> Goal of the exercise
Starting at the row with "Give me the location of green shrub." and ending at the row with "[0,197,26,215]", write those rows out again, switching "tree trunk" to "trunk of a tree" and leaving everything else unchanged.

Raw records:
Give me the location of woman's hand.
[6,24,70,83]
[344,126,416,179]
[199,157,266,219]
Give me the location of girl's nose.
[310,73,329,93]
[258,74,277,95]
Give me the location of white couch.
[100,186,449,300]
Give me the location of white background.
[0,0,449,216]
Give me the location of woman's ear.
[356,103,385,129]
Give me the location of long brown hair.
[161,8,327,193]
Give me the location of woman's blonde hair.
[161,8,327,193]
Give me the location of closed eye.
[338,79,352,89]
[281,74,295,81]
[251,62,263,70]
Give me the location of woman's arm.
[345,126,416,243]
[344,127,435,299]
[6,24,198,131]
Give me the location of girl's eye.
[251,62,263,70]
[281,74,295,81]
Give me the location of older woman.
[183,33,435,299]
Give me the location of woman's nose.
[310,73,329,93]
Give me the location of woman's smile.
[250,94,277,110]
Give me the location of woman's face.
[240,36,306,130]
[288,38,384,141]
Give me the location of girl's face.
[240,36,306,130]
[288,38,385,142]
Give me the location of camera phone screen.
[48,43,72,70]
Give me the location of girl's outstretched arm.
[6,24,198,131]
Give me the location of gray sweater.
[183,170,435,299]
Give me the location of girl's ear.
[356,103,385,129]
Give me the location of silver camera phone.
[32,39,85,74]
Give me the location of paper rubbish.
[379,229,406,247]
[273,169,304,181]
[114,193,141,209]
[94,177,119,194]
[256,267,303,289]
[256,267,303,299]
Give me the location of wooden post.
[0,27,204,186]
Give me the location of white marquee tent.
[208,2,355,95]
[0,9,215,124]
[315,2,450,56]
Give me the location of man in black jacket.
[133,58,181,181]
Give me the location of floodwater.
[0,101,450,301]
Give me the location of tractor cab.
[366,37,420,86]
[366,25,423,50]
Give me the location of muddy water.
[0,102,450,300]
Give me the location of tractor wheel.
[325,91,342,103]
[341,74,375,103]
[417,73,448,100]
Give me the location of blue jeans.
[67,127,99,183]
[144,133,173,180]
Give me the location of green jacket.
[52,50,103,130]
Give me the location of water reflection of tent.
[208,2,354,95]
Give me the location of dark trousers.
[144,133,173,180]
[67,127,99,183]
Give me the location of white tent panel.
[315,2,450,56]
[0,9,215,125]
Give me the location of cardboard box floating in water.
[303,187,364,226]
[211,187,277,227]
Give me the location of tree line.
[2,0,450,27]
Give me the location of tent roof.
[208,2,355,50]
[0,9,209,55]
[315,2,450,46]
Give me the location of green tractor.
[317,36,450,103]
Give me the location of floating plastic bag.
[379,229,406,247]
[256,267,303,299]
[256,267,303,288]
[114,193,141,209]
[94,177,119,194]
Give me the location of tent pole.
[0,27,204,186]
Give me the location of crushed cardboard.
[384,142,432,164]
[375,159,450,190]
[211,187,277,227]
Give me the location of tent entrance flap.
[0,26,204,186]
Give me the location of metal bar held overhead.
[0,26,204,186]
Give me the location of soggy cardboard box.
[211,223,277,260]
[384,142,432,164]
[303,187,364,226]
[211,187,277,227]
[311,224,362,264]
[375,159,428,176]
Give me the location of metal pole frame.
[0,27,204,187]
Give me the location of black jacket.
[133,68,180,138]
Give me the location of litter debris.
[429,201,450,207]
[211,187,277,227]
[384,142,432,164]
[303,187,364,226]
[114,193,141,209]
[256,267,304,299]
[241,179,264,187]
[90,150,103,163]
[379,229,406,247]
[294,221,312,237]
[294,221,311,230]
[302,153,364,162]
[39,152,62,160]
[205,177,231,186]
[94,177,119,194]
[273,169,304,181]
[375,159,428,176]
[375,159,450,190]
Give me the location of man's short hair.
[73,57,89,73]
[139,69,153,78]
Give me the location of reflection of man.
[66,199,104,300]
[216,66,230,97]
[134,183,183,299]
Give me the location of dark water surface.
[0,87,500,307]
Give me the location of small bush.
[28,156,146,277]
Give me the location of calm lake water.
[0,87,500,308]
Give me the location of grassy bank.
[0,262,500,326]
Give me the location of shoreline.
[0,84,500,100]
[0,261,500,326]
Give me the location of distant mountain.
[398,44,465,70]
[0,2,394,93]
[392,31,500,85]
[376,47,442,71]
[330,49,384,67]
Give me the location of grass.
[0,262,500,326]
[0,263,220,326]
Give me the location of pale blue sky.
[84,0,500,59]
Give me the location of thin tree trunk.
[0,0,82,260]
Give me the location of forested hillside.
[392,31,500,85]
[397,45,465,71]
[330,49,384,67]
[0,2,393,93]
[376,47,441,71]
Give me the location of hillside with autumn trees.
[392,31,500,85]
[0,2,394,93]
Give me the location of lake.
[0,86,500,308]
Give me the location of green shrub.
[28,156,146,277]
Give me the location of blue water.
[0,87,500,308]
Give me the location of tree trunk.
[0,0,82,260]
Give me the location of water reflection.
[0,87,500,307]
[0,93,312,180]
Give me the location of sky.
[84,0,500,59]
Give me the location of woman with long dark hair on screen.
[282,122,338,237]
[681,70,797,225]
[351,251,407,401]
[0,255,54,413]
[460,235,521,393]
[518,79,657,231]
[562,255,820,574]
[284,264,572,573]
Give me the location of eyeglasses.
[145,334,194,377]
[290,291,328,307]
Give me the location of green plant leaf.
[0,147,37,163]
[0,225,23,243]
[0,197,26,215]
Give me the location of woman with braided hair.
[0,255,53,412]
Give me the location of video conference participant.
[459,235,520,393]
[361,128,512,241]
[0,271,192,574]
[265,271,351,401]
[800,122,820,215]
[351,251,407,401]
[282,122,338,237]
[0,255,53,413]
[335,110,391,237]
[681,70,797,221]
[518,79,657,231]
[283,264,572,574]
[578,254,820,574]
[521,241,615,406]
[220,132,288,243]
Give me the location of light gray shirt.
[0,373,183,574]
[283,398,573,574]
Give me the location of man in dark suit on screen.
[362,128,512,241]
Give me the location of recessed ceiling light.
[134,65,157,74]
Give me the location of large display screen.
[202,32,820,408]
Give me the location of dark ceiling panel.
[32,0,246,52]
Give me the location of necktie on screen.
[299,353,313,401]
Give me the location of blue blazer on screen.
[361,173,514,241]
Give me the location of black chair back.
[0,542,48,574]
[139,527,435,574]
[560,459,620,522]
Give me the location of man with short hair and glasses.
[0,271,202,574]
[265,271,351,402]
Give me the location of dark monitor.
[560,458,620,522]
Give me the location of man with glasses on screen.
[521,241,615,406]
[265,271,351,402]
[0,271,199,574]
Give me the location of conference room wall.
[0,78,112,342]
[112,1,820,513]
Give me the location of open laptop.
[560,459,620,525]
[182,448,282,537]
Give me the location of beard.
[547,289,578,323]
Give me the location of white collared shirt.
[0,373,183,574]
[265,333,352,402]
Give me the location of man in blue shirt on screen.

> The reply
Give me the location of green shrub.
[28,156,146,277]
Give me the location of blue water.
[0,87,500,308]
Give me the location of trunk of a tree.
[0,0,82,260]
Give me the location of water reflection.
[0,87,500,307]
[0,93,312,180]
Give me the location of sky.
[84,0,500,59]
Give me the location of woman with long dark hair on screen.
[282,122,338,237]
[681,70,797,225]
[351,251,407,401]
[0,255,54,413]
[460,235,521,393]
[518,79,657,231]
[562,255,820,574]
[284,264,572,573]
Give me the location of eyeglasses.
[145,334,194,377]
[290,291,328,307]
Give me the location of green plant leaf.
[0,147,37,163]
[0,225,23,243]
[0,197,26,215]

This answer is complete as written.